> EXERCISE DETAILS
Once you reach the end of the data, transcribe all of it exactly.

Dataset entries
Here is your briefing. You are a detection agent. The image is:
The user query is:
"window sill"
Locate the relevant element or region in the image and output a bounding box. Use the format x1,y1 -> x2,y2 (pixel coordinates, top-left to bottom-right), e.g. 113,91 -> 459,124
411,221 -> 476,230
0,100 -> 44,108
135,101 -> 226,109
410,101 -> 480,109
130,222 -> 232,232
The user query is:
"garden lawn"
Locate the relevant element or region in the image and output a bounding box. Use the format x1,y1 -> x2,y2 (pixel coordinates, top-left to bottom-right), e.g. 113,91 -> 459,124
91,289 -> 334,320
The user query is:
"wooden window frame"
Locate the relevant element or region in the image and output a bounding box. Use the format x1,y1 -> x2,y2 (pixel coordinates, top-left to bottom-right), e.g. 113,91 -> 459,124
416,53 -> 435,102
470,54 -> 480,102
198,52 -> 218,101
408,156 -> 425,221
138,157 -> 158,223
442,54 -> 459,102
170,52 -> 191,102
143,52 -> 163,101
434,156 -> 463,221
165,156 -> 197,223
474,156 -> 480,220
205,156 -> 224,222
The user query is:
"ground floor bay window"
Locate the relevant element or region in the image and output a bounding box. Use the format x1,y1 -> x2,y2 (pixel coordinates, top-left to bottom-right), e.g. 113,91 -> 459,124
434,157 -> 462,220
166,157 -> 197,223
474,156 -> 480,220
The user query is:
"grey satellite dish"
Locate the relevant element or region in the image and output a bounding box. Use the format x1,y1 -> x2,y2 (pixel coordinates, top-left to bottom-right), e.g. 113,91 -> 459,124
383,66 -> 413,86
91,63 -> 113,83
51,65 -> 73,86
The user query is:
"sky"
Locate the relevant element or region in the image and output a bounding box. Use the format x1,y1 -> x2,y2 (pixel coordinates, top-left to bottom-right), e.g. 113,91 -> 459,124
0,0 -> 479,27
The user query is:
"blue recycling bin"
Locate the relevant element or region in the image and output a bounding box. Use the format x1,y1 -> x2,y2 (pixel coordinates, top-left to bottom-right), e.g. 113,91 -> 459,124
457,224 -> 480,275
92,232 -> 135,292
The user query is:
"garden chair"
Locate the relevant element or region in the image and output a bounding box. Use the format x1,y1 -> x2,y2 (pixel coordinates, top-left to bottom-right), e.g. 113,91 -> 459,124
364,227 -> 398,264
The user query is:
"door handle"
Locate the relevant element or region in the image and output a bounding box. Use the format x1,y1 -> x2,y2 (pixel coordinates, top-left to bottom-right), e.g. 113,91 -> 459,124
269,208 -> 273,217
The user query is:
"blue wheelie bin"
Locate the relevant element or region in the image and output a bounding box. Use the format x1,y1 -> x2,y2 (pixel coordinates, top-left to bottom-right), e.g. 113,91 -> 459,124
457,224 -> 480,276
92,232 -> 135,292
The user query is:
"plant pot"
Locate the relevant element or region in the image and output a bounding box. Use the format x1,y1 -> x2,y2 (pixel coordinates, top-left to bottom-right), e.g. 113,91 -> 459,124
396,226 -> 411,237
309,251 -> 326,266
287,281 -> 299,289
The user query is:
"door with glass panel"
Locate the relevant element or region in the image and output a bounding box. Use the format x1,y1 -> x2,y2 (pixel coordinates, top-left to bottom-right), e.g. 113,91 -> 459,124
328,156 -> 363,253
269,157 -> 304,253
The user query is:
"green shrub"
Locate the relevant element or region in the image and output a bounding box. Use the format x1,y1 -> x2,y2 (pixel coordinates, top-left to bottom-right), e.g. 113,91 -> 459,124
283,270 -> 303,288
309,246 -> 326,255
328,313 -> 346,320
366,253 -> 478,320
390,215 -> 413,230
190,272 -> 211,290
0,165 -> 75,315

> RESULT OF THIS TASK
Here is your briefing. You are a detection agent. The image is:
The user query is:
"window sill"
Locate the relevant element or region in the image and output a bounding box. Use the format x1,y1 -> x2,y2 (pixel coordinates, top-left to bottom-right), e.g. 113,91 -> 459,124
411,221 -> 476,230
0,100 -> 44,108
135,101 -> 226,109
410,101 -> 480,109
130,222 -> 232,232
The user query is:
"garden lawn"
Locate the relevant element or region in the image and output a bounding box. Use the format x1,y1 -> x2,y2 (pixel coordinates, top-left to bottom-right), e.g. 113,91 -> 459,124
91,289 -> 334,320
The user query is:
"wooden window frame"
Locate the relevant element or region in the image and output a bounding box. Use the format x1,y1 -> x2,y2 (pixel coordinates, top-left to bottom-right), e.g. 113,91 -> 459,124
416,53 -> 435,102
470,54 -> 480,102
198,52 -> 218,101
408,156 -> 425,221
138,157 -> 158,223
442,54 -> 459,102
170,52 -> 191,102
143,52 -> 163,101
434,156 -> 463,221
165,156 -> 197,223
474,156 -> 480,220
205,156 -> 224,222
The user query is:
"ground floor bay window"
Locate the relevant element or region in the image and output a bounding box. Use the format x1,y1 -> x2,y2 (pixel coordinates, top-left to bottom-right), e.g. 113,91 -> 459,124
434,157 -> 462,220
166,157 -> 197,223
474,156 -> 480,220
The user query is:
"grey satellite dish"
Locate the relevant element or region in the image and output a bounding box. Use the format x1,y1 -> x2,y2 (pixel coordinates, top-left to bottom-right), e.g. 113,91 -> 459,124
383,66 -> 413,86
91,63 -> 113,83
51,65 -> 73,86
The user query is:
"sky"
Locate the relevant element or region in the image and output a bounding box. Use the format x1,y1 -> x2,y2 (pixel coordinates, top-left to bottom-right), e.g. 113,91 -> 459,124
0,0 -> 479,27
The user query is:
"blue recycling bin"
Locate the relevant element or region in the image and output a bounding box. Use the format x1,y1 -> x2,y2 (pixel coordinates, top-left to bottom-right), e.g. 113,91 -> 459,124
457,224 -> 480,275
92,232 -> 135,292
The user query is:
"garden chair"
Locate the relevant element or region in the image and output a bounding box. Use the format x1,y1 -> x2,y2 (pixel coordinates, top-left to bottom-right), e.g. 113,91 -> 459,124
364,227 -> 398,264
The user query is:
"door handle"
Locate the relevant element or region in the image and output a bounding box. Use the format x1,y1 -> x2,y2 (pixel coordinates, top-left to bottom-right), e.g. 113,91 -> 459,124
269,208 -> 273,217
The user query is:
"blue wheelie bin"
Locate the relevant element or region in the image and output a bounding box. Use the format x1,y1 -> x2,y2 (pixel coordinates, top-left to bottom-right), e.g. 113,91 -> 459,124
457,224 -> 480,276
92,232 -> 135,292
The user query is:
"plant pot"
Locate the relevant element or region in the image and output a bounding box. Use the format x1,y1 -> x2,y2 (pixel coordinates, top-left to bottom-right), e.g. 113,91 -> 459,124
396,226 -> 411,237
309,251 -> 326,266
287,281 -> 299,289
The user query is:
"door with glass panel"
Locate the relevant element or region in the image and output a bounding box. Use the format x1,y1 -> x2,y2 (pixel coordinates, top-left to bottom-right), e.g. 113,91 -> 459,124
328,156 -> 363,253
269,157 -> 304,253
The user query is:
"green shrub"
Locate the relevant element or region in the image and output a bounding box. Use the format x1,y1 -> x2,y2 (pixel coordinates, top-left to bottom-right), e.g. 113,91 -> 459,124
283,270 -> 303,288
309,246 -> 326,255
328,313 -> 346,320
366,253 -> 478,320
390,215 -> 413,230
190,272 -> 211,290
0,165 -> 75,315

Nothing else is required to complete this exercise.